■ **PAGE EXCERPT**:
"""
In Defense of Standardized Testing
It has become fashionable to argue that intelligence cannot really be measured and that available measures are discriminatory. That is wrong, and harms the very type of equity it means to promote.
It is fashionable now to be against IQ. Against the tests, against the construct, against the idea that some children are, in a measurable and partly inborn way, smarter than others. A recent New York Magazine attack on gifted and talented programs is the latest offender. It dishonestly argues that the concept of measurable intelligence and meritocratic education standards are themselves lies. Sophistry at its finest.
Can intelligence be reliably measured?
The modern story begins in 1905, when psychologist Alfred Binet built the first practical intelligence test to identify French schoolchildren who needed extra help. He compared a child’s performance to age norms and produced a single summary figure, the origin of the familiar intelligence quotient (IQ). Around the same time, the British psychologist Charles Spearman noticed that performance on wildly different mental tasks, vocabulary and spatial puzzles and arithmetic, tended to rise and fall together. A person good at one was, on average, good at the others. Spearman called the shared factor behind this pattern g, general intelligence, and to extract it he helped invent factor analysis, the statistical engine that still powers most of the social sciences.
The reliable measurement of IQ, a proxy for general intelligence, is among the most robust findings in all of psychology. Cognitive test scores predict school performance, job performance, income, physical health, and even how long a person lives, across decades and across cultures, with a consistency the rest of social science can only envy.
The machinery that makes cognitive measurement work, standardization, reliability, factor analysis, predictive validity, is the same machinery that underwrites survey research, personality assessment, educational testing, and political polling. Factor analysis was born in this corner of psychology. Declare that a well-validated cognitive test measures nothing real and you have not retired the IQ test alone. You have pulled the load-bearing wall out from under every instrument by which a society takes its own measurements. You do not get to keep the surveys you like and discredit the method that licenses them.
"""
Referring expression data:
"""
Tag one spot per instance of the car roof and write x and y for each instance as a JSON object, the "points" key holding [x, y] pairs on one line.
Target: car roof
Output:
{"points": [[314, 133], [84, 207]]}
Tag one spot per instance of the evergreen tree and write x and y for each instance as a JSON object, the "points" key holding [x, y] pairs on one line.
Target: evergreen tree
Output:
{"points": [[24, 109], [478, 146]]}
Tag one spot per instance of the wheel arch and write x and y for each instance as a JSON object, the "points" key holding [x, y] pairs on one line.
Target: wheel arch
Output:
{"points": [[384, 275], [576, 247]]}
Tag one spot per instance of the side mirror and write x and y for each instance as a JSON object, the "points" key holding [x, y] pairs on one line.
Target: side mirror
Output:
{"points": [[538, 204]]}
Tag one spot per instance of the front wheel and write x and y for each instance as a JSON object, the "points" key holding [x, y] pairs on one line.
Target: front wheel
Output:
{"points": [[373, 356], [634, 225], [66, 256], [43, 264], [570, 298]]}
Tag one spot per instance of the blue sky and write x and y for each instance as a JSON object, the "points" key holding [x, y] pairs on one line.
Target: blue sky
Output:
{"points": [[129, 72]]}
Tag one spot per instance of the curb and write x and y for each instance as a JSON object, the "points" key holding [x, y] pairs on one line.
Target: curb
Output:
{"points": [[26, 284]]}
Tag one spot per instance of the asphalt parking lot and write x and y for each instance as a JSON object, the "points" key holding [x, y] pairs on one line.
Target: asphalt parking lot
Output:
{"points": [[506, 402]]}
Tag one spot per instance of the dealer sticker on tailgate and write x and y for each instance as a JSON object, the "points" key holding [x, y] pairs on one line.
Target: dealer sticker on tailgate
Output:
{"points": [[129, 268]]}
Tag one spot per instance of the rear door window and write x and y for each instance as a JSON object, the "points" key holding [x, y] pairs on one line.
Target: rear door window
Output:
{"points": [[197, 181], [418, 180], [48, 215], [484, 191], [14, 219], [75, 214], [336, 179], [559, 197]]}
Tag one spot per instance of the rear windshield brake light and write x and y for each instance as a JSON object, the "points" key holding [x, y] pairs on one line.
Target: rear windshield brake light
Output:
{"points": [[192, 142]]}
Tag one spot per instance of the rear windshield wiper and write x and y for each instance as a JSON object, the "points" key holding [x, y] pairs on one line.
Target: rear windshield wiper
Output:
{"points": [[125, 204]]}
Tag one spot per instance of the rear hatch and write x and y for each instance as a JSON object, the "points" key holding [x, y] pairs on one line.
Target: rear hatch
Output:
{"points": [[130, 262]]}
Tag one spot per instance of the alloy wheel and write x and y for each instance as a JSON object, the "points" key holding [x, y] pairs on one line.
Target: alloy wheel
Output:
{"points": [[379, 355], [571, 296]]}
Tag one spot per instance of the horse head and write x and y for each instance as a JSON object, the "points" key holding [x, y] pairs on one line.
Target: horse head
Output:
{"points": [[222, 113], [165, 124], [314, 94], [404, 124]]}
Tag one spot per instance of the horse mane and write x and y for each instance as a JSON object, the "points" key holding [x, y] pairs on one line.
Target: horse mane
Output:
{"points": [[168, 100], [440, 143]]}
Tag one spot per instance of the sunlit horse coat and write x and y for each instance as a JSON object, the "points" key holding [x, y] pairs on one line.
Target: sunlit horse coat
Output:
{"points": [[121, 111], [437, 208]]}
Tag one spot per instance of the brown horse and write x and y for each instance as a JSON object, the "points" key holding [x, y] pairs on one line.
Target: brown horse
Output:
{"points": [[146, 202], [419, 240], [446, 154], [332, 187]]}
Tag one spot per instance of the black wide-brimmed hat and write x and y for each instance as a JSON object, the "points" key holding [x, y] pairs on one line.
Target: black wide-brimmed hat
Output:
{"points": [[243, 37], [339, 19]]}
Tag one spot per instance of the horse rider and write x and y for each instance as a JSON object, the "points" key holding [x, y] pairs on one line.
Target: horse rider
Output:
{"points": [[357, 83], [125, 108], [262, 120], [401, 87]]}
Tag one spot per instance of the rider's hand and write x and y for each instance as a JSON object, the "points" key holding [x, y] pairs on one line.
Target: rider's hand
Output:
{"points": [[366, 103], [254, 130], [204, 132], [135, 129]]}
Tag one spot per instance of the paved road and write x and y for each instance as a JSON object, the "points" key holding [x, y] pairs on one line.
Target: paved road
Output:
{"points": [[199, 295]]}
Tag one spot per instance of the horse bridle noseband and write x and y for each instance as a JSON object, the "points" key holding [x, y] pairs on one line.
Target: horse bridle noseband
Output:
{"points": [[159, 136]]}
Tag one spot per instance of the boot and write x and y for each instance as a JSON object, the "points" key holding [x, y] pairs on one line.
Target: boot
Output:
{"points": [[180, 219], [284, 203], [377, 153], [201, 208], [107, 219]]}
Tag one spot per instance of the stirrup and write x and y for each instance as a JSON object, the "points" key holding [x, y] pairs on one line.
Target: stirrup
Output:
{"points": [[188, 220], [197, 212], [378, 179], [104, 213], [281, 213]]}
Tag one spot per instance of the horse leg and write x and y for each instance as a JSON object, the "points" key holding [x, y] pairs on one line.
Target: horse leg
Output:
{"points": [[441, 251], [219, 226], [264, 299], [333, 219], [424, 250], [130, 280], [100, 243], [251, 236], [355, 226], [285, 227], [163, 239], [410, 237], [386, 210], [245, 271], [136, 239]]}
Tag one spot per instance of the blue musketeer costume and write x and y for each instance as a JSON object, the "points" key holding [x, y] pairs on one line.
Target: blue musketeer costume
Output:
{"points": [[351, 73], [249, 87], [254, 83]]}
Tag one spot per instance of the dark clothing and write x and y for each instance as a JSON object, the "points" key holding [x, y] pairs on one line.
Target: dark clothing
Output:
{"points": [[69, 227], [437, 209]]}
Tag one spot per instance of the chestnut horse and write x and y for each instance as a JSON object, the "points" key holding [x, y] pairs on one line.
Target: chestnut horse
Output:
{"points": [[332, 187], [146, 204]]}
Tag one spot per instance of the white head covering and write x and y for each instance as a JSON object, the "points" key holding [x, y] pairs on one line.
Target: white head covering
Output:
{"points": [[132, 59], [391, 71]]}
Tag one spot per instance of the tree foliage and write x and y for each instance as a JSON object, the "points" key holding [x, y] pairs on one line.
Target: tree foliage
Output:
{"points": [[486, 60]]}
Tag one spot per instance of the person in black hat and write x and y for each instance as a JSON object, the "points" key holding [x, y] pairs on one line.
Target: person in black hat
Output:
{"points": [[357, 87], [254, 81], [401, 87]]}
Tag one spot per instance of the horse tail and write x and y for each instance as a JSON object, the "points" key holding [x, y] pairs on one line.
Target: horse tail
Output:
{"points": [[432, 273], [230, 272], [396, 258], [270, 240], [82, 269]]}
"""
■ **WHAT THIS EXERCISE ASKS**:
- a) According to the essay on standardized testing, in what year did Alfred Binet build the first practical intelligence test?
- b) Reproduce the part of the essay on standardized testing that opens with the words containing "It is fashionable" and closes with "be reliably measured?", replacing "gifted and talented programs" with "accelerated learning programs".
- c) Extend the essay on standardized testing, picking up after its final sentence.
The entries are separate material with no connection to the essay on standardized testing.

■ **ANSWERS PROVIDED**:
- a) 1905

- b)
It is fashionable now to be against IQ. Against the tests, against the construct, against the idea that some children are, in a measurable and partly inborn way, smarter than others. A recent New York Magazine attack on accelerated learning programs is the latest offender. It dishonestly argues that the concept of measurable intelligence and meritocratic education standards are themselves lies. Sophistry at its finest.
Can intelligence be reliably measured?

- c)
It’s true that scores in very young children shift from year to year. Coaching and a tired or anxious morning can move a result. The instability of scores in young children is a fair indictment of one-shot testing across development, which is genuinely poor practice. But it is an argument for retesting, not for abandonment, and the longitudinal data run the opposite way as children grow. Far from dissolving, cognitive ability consolidates with age into one of the more stable traits we know how to measure. As for the worry that a score is just a snapshot of one day, a snapshot that predicts your income and your health forty years later is not merely a snapshot.
Test items can carry cultural baggage, like the duck that is supposed to say oink or the weathervane a city child has never seen. Cultural bias towards the types of symbolic mental representation most common in Western education systems is a real limitation, which is exactly why psychometricians spent decades building less culturally saturated tests, like visual and nonverbal reasoning measures of intelligence. A biased item is an argument for a better item, not for the claim that the underlying ability does not exist.
And the history of intelligence testing includes genuinely ugly chapters, from justifying racism to eugenics and forced sterilization of the intellectually disabled. Binet himself objected to the way his tool was later used to stamp permanent verdicts on children. But the history of abuse is a charge against people, not against the instrument. Statistics, medicine, and technology have all been bent toward evil ends, and we do not therefore conclude that science is a myth.
Is intelligence genetic?
A fair critic might grant that the tests measure something real and stable, and still ask whether that something is inborn or merely inherited advantage, the residue of good schools and full bookshelves. Twin studies are necessary to know to what degree intelligence is driven by genes or environment.
Identical twins share all of their genes; fraternal twins share about half. If a trait is shaped by genes, identical twins should resemble each other more, and the size of that gap estimates heritability. For IQ the results have been replicated across dozens of studies, many countries, and many decades. Heritability of intelligence is high, and it climbs with age, from roughly 0.4 in childhood to about 0.6 in adolescence to somewhere near 0.7 to 0.8 in adulthood, meaning up to 80 percent of the variance in intelligence is genetic. Even identical twins separated at birth and raised in different homes still grow up to resemble each other in IQ. Meanwhile the influence of the shared family environment, the bookshelves and the schools, fades toward zero by adulthood. Unrelated children raised in the same household barely resemble each other in intelligence as adults. Molecular genetics, reading DNA directly, has since confirmed the basic picture the twins implied.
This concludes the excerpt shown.